■ Source document:
****************
Take a hot bath, or put a heating pad where your lower back hurts. Take a muscle relaxant like Tylenol during the day, or Tylenol PM at night, to help you sleep.
Originally published 2011
Kidney “Stones” ought to be called kidney caltrops — spiky little things that Ninjas drop on the ground, because no matter which way they land, there is a sharp spike waiting to hurt you.
They form in the kidneys as minerals accrete into a crystalline formation, and hurt like hell when they are finally dislodged, and begin to make their way down the urinary tract, tearing and scraping as they go.
The thing to know, though, is that they don’t go all the way at one time. They move in fits and starts, generally getting hung up at some point along the way. When they’re stopped, you’re generally not hurting. When they move, you are.
So the thing to understand about kidney stone pain is that it is *transient*. You still want to see a urologist. They can prescribe some medications to help it pass, and they can do more serious procedures if they’re called for. (This is one area where I’ve found modern medicine to be extraordinarily helpful. I don’t have much use for it when it comes to chronic complaints, but when it comes to acute cases like these, they have my gratitude.)
But now the question arises: If kidney stone pain is supposed to be transient, how come I’ve been in agony for hours?! The answer is almost always a *muscle spasm*.
Your body reacts to the pain by tensing up. Tensing up constricts the vessels, which makes the pain worse. So your body tenses up more.
That’s the very definition of a “spasm”.
The key then, is to get the muscle to relax. Heat does wonders for that. In fact, it’s often even more effective than drugs! So sit in a hot bath, or put a heating pad on it. In about 10 minutes, you should feel better. In 15 minutes, you should begin to feel it relax. In 20 minutes, you should be feeling fine.
If you need extra pain relief, a muscle-relaxant like acetaminophen can help. (The main ingredient in Tylenol.) Or take the PM version, which contains a sleep aid, as well.
That should do the trick. If you’re not feeling better after 30 minutes. You’ve got to figure that something else is wrong. So if you’re not already in the doctor’s office, head there now, or go to the emergency room!
****************
In the kidney stone article, what is almost always the cause of pain that lasts for hours? The listing comes from a different source than the kidney stone article.
****************
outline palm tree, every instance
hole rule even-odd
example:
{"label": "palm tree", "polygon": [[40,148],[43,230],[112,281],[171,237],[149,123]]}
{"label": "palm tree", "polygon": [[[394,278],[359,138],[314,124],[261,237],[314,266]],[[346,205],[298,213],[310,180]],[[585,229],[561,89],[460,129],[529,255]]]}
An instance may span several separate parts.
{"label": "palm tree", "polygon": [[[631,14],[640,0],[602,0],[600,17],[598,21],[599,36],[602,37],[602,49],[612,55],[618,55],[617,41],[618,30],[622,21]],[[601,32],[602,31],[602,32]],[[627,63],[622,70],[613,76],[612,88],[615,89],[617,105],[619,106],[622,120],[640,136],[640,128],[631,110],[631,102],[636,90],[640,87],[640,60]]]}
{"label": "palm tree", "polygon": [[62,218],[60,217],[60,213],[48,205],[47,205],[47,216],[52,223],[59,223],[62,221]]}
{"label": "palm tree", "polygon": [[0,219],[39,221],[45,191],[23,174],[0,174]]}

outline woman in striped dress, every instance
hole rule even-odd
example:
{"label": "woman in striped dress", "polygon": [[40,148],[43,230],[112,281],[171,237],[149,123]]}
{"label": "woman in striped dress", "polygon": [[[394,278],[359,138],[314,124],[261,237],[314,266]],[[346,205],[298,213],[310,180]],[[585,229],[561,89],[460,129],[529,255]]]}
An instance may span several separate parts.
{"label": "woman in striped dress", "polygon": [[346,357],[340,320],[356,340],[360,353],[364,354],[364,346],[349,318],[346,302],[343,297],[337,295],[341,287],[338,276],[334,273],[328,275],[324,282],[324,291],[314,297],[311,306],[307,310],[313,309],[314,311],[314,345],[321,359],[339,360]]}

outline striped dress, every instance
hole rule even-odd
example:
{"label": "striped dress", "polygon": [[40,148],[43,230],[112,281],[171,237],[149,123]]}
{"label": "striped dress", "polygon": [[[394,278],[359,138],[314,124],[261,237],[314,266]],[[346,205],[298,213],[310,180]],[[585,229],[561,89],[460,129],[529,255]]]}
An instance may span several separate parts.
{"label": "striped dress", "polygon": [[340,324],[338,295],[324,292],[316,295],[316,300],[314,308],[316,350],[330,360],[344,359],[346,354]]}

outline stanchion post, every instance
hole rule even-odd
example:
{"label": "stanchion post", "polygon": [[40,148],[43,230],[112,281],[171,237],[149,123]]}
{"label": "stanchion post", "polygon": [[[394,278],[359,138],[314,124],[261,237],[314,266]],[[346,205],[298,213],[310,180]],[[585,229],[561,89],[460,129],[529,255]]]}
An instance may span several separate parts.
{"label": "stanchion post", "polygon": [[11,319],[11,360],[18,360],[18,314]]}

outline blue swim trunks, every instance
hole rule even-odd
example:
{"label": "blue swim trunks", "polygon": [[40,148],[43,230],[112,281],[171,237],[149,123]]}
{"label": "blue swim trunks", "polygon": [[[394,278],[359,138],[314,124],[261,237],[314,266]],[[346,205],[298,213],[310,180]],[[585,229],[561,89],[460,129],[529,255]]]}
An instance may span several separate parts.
****************
■ Exercise response:
A muscle spasm.